> **DESCRIPTION OF THE TASK**
How many lines in the data below contain the string "hillside"? State that number only.

> **Stored records**
----
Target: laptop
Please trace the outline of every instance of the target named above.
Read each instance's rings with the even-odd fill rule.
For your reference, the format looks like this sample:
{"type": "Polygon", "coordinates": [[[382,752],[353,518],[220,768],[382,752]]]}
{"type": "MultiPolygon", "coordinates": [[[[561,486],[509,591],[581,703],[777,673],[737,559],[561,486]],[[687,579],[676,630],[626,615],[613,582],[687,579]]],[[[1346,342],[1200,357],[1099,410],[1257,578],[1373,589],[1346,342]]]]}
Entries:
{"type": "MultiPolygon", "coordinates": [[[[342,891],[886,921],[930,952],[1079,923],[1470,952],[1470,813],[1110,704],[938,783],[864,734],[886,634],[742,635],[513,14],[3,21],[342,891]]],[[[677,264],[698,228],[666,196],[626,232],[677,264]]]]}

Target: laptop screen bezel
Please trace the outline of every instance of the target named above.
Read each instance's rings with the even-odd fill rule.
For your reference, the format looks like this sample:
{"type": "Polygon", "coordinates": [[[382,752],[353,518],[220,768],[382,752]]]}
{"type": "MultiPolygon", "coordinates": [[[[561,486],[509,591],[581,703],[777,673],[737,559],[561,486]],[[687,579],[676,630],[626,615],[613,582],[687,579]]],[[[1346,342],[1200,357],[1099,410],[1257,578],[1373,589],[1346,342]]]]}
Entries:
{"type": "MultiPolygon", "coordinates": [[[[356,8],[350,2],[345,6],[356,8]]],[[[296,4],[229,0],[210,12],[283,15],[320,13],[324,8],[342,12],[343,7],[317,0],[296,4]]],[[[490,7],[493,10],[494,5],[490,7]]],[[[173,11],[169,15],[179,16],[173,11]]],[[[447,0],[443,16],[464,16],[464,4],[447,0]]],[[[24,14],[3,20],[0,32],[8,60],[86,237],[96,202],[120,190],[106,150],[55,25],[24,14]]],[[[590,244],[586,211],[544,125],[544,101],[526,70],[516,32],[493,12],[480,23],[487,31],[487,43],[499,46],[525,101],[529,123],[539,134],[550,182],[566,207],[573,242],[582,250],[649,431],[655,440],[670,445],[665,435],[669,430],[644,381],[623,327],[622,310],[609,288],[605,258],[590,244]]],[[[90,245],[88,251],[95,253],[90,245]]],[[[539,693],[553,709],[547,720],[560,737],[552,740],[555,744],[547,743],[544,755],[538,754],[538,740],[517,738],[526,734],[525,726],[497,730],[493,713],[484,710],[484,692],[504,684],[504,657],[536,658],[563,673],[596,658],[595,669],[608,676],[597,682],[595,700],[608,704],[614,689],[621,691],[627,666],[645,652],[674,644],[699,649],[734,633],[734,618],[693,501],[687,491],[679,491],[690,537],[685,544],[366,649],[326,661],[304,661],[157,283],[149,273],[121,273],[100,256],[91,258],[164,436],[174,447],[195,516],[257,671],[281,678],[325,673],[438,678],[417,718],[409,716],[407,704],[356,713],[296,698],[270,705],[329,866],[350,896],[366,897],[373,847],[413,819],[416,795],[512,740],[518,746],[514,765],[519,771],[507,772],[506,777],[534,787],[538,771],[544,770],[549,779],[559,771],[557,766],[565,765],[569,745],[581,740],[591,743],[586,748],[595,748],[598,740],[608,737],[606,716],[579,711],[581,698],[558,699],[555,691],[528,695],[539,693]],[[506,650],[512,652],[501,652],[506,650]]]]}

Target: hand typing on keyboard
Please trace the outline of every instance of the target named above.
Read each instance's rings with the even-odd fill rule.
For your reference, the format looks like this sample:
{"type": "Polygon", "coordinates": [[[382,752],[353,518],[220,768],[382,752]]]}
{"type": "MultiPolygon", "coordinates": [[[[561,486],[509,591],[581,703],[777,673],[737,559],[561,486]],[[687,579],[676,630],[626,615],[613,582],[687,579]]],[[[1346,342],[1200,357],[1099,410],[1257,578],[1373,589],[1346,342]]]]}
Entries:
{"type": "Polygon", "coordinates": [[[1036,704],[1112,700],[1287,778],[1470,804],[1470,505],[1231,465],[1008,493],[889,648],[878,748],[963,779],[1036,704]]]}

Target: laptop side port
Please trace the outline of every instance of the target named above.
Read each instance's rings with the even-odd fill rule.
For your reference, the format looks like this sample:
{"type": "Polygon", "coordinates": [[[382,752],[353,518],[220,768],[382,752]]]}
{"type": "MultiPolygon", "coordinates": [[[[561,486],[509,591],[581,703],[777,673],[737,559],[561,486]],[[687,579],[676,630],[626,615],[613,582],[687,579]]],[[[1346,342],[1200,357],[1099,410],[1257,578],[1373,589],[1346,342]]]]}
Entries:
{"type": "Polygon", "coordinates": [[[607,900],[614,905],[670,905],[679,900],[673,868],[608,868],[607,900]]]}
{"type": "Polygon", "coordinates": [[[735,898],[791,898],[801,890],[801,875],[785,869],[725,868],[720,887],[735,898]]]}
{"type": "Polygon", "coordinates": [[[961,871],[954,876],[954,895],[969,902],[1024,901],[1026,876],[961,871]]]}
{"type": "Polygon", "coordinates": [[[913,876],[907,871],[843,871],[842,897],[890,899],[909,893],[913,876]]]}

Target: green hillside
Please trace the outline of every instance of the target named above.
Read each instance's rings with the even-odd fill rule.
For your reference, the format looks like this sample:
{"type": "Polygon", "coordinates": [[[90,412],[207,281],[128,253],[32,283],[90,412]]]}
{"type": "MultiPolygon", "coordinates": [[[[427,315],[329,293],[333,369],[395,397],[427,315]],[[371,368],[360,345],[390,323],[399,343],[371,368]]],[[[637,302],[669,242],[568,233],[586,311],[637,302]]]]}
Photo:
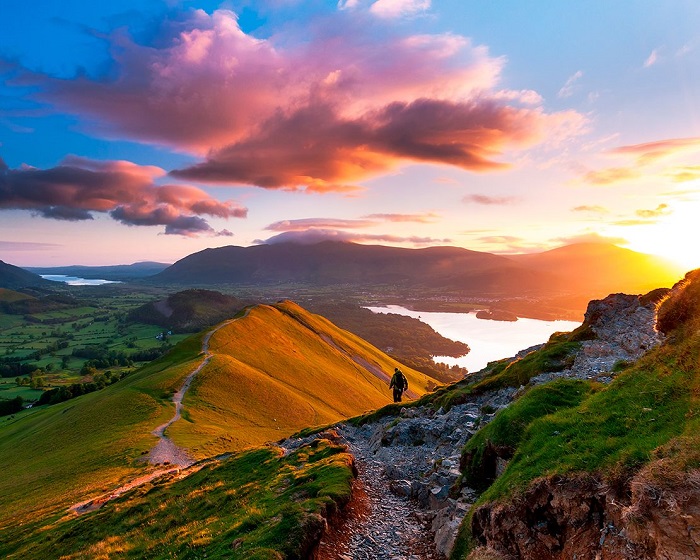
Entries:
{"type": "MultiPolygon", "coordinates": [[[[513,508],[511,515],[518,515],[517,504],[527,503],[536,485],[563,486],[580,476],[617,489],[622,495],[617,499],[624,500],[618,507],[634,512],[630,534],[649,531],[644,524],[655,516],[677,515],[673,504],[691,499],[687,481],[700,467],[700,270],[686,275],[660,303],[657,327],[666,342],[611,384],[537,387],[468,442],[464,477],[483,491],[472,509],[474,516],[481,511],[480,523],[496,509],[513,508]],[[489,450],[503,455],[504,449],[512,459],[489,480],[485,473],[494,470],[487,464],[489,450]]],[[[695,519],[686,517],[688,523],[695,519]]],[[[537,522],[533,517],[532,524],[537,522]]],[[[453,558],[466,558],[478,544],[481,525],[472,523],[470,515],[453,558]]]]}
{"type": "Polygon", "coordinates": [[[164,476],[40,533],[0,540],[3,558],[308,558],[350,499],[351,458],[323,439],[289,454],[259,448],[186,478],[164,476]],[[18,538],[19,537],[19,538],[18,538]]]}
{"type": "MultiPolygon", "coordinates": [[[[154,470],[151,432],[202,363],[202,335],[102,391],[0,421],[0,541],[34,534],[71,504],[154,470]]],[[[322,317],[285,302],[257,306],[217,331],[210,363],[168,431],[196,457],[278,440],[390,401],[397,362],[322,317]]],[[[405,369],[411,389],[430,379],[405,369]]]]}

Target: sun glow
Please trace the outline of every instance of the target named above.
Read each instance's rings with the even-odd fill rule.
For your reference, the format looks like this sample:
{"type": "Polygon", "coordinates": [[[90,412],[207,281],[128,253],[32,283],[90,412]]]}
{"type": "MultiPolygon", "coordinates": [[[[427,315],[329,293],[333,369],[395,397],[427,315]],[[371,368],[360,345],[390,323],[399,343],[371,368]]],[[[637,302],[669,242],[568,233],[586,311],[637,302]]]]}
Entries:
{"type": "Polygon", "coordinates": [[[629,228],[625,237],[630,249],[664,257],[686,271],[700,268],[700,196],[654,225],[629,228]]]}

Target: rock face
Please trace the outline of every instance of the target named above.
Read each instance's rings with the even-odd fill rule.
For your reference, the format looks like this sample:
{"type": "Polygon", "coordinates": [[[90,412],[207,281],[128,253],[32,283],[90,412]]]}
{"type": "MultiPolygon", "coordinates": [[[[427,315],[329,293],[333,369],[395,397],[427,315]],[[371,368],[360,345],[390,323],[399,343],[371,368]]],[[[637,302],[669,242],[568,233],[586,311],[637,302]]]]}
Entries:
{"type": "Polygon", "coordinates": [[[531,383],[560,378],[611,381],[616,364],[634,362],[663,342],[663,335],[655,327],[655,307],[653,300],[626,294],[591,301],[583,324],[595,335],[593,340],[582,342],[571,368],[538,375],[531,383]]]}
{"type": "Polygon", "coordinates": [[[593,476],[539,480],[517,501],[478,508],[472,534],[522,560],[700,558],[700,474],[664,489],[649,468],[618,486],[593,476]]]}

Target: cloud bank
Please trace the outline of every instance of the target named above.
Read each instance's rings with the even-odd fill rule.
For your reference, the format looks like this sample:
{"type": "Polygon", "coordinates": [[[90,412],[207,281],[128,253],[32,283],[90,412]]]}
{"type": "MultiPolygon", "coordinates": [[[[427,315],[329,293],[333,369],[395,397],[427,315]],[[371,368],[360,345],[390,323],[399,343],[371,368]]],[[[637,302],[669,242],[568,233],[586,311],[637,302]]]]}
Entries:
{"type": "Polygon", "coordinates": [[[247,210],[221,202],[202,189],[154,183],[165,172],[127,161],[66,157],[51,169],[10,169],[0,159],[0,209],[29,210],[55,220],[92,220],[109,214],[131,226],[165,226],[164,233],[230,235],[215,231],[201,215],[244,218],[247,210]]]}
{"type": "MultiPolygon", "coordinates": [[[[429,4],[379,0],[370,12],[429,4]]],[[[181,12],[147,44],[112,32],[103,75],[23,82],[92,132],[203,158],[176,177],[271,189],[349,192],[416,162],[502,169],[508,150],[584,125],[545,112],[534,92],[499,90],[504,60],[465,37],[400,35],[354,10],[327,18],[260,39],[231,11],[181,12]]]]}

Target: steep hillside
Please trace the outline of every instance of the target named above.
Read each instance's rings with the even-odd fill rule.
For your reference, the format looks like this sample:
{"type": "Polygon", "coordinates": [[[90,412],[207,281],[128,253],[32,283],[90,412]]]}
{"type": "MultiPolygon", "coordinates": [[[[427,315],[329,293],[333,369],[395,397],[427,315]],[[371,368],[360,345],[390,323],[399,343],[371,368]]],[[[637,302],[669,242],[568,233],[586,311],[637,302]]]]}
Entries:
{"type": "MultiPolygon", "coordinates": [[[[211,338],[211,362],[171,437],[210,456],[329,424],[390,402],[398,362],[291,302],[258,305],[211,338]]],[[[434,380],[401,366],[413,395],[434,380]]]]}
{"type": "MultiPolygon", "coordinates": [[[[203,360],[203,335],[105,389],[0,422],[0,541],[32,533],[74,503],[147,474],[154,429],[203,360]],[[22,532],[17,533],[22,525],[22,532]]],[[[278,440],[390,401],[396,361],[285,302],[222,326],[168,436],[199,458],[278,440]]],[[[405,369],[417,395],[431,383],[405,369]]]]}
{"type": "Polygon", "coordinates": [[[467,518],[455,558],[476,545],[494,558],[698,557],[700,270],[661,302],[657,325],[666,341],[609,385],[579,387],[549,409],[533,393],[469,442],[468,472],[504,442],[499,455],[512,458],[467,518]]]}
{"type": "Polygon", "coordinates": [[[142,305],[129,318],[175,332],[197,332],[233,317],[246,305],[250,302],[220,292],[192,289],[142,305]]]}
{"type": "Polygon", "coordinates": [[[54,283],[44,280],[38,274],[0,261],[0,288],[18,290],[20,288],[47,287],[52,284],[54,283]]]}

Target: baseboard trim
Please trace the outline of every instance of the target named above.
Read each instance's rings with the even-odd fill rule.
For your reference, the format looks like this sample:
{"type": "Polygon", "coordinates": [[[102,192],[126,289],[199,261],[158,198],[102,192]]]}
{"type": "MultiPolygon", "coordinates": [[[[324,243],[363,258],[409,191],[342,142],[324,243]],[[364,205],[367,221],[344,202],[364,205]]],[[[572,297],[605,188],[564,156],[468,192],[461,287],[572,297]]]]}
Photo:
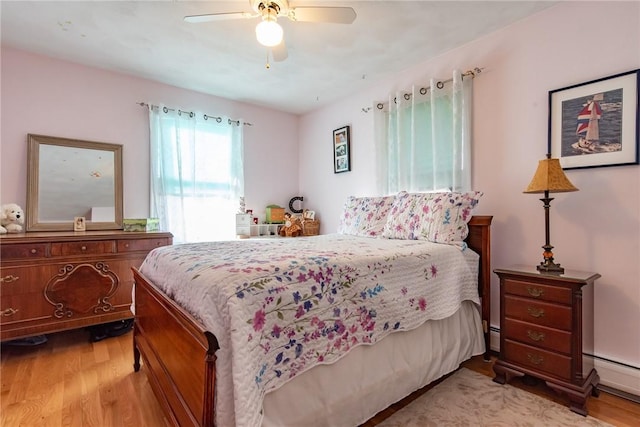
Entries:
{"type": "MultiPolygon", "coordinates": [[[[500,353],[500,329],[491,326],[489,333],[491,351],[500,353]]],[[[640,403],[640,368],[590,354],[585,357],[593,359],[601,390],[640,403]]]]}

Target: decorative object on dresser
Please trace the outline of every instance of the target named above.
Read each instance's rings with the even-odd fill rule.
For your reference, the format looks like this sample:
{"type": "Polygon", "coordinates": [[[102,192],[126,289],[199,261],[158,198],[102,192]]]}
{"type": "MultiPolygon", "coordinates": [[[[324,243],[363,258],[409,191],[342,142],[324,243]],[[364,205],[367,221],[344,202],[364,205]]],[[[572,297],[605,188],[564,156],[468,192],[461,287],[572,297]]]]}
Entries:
----
> **RESULT OF THE EXERCISE**
2